___ Provided material ___
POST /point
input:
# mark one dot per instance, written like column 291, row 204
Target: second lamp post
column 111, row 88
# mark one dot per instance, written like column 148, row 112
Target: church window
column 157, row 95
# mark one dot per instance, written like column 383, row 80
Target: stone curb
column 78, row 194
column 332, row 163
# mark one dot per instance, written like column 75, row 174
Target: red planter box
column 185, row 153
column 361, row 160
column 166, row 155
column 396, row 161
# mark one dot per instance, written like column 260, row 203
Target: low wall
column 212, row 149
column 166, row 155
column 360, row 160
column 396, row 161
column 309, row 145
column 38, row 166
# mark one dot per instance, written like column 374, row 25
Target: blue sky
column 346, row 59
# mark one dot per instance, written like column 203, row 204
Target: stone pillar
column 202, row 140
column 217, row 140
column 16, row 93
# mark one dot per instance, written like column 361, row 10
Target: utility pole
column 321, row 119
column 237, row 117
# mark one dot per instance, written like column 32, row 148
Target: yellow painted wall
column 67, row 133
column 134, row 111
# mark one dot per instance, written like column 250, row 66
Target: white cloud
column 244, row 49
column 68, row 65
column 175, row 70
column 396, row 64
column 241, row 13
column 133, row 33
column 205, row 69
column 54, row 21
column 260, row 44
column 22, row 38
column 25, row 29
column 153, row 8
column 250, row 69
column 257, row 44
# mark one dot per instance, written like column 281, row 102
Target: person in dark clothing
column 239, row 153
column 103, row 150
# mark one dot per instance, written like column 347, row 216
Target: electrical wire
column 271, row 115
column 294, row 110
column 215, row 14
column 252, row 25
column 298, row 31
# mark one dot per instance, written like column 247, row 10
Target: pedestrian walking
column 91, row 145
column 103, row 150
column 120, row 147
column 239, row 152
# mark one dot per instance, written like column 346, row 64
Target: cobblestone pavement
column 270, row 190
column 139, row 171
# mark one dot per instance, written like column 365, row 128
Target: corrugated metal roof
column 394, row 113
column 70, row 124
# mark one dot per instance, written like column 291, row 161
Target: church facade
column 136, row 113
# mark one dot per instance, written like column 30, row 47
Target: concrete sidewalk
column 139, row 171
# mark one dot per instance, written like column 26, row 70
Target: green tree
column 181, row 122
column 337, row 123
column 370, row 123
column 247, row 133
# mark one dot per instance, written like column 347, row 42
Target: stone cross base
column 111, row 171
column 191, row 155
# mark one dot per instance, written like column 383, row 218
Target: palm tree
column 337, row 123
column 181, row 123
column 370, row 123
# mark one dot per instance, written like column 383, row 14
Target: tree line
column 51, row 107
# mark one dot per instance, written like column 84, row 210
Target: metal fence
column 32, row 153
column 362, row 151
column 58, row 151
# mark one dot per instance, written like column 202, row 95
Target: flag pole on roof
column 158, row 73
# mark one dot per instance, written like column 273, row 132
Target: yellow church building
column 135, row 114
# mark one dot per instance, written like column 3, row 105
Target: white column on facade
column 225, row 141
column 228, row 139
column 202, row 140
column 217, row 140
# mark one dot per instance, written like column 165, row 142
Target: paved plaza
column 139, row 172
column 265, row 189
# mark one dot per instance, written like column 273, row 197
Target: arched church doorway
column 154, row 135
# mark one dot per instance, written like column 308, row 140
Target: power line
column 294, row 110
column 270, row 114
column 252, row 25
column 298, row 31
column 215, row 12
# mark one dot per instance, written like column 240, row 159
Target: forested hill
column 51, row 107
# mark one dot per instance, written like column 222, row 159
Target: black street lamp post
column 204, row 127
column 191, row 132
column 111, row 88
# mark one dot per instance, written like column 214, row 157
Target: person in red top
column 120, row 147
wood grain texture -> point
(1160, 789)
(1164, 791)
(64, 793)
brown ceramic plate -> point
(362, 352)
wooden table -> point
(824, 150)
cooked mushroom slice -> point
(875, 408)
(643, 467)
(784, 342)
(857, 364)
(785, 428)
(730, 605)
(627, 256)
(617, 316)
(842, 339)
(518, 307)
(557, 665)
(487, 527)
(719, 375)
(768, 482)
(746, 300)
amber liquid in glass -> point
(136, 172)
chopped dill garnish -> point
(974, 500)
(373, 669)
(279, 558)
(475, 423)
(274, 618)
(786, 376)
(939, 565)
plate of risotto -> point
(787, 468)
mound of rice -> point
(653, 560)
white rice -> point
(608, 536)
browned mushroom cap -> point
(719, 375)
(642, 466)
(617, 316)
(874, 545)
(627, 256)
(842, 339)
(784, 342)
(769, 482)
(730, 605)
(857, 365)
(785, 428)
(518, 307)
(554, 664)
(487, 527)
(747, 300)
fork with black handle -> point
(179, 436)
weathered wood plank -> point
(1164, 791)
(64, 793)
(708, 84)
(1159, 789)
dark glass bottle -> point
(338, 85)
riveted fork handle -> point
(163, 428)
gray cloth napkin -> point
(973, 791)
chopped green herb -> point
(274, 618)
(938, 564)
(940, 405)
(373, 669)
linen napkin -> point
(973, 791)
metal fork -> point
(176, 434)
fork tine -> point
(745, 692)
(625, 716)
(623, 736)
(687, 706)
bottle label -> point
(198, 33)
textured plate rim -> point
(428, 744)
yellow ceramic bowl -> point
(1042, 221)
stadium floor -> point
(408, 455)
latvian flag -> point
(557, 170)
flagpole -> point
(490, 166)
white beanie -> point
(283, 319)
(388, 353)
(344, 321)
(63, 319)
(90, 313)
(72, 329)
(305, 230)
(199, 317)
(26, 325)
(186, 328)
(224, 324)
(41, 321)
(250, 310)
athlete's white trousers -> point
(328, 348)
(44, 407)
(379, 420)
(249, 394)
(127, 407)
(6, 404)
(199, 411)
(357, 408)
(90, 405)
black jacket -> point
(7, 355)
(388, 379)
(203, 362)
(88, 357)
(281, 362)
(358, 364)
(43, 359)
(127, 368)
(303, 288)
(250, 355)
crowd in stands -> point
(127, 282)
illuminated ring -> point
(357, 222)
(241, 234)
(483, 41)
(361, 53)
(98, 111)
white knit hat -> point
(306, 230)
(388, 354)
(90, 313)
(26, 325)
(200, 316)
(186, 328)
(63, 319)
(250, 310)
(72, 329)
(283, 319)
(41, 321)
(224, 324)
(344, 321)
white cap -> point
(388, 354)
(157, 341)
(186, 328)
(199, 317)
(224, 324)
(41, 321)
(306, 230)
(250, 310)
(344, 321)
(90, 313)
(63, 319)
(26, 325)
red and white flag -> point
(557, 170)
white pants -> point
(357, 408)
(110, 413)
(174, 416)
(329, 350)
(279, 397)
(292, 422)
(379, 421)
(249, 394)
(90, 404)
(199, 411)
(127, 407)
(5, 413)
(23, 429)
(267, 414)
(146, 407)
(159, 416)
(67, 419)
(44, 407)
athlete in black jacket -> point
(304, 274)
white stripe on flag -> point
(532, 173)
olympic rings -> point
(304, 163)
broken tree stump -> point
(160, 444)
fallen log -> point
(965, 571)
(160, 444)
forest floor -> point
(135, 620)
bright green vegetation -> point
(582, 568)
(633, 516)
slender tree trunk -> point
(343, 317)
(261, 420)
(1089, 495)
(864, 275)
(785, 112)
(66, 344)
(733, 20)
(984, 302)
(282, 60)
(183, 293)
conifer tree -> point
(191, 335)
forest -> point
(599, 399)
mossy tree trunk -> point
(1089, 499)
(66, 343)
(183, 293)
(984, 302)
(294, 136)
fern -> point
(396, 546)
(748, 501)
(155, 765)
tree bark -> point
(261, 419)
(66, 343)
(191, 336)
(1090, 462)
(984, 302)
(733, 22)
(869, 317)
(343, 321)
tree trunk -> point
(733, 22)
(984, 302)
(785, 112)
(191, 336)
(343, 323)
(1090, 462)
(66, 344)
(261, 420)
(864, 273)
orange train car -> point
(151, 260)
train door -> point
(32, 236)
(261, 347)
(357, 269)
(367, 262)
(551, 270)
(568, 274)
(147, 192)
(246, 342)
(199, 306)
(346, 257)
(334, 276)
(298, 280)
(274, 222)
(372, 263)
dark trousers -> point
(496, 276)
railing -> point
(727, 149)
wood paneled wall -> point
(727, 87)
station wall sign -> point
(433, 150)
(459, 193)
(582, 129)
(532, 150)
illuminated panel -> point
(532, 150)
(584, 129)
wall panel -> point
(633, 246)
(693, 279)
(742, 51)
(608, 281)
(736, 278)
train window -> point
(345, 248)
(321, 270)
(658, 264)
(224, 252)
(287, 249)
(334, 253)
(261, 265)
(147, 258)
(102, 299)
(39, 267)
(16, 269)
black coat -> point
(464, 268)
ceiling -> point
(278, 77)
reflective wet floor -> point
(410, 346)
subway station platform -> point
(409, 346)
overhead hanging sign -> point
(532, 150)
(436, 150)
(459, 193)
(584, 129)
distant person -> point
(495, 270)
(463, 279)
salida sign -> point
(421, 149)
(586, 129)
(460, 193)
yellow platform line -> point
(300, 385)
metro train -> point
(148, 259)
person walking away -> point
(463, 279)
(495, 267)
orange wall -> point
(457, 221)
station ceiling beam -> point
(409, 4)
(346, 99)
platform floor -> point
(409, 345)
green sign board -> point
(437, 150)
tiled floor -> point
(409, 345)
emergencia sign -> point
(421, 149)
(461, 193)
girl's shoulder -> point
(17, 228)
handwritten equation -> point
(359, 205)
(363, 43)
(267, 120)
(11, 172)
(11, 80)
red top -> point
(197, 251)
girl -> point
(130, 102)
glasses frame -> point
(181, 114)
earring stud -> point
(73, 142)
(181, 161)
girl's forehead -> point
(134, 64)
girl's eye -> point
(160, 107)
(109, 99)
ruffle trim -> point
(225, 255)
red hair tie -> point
___
**Problem to work on**
Using the data above, reproduce exactly the lines from the line that contains "Target: forested hill" through the line that contains "# mark one dot per instance, written like column 214, row", including both.

**Exercise output**
Target: forested hill
column 51, row 107
# mark one dot per instance, written like column 222, row 159
Target: black street lamp post
column 204, row 127
column 191, row 132
column 111, row 88
# mark one dot per instance, written like column 214, row 157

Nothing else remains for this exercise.